— Start Text block —
Sign in to add a comment

Implement "remote" (alternative service and origin have different hostnames) HTTP/2 Alternative Services

Project Member Reported by b...@chromium.org, May 27 2016

Issue description

When a new TLS connection is opened to an Alternative Service for a given origin, RFC7838 [1] Section 2.3. requires that the SNI contains the hostname of the origin, not that of the Alternative Service.

[1] https://tools.ietf.org/html/rfc7838
 
Cc: davidben@chromium.org
This should probably link to  issue #585876  which is the version of this for QUIC. Notably there is important context there for why "send the correct SNI" is not a good framing here. The SNI must not be changed on its own. I think a more accurate description is that Alt-Svcs should be treated as a funny DNS CNAME and (at least when I last saw the implementation) was not.
Also, an important detail that, I think got mentioned in the other discussion, but is probably worth recasting in terms of HTTP/2 and HTTP/1.1 because QUIC cares less about this layering detail:

Say I connect to (1) {origin=origin.com, alternate=alternate.com} and later to (2) {origin=alternate.com, alternate=alternate.com}. The two sockets will be authenticated under their respective origins and will both end up in the socket pool, but they must do so under *different* groups. The socket pool must lookup by origin and not the alternate. At the socket pool level, if a request comes in for alternate.com, socket (1) must never be considered an option.

Only if (1) negotiated HTTP/2, then the HTTP/2 session pooling logic may check (1)'s certificate against alternate.com and then use it for alternate.com's request, as an extension of how cross-host pooling currently works. (It's basically an extension of the IP address check in today's pooling logic.) But this must happen in the HTTP/2 layer, not the socket pools which service both HTTP/1.1 and HTTP/2.

The reason for this is that cross-host pooling of sockets is only legal in HTTP/2, not HTTP/1.1. In HTTP/1.1, sites will break if we start mismatching the SNI and Host header.

Comment 3 by b...@chromium.org, Jun 20 2016

Blocking: 621621
Project Member

Comment 4 by bugdroid1@chromium.org, Jun 22 2016

The following revision refers to this bug:
  https://chromium.googlesource.com/chromium/src.git/+/aa60ff405b46620f283640f1f6571670b65d8fe8

commit aa60ff405b46620f283640f1f6571670b65d8fe8
Author: bnc <bnc@chromium.org>
Date: Wed Jun 22 19:12:42 2016

Change GroupName test to https.
— End Text block —
*Problem to work on*. Could you update the part of the HTTP/2 Alternative Services text between "When a new TLS" and "the Alternative Service.", inclusive, and give it again with "SNI" changed to "Server Name Indication"?
— Start Given information —
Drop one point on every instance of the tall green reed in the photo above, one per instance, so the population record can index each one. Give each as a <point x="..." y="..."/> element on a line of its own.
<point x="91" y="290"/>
— End Given information —
*Complete answer*.
When a new TLS connection is opened to an Alternative Service for a given origin, RFC7838 [1] Section 2.3. requires that the Server Name Indication contains the hostname of the origin, not that of the Alternative Service.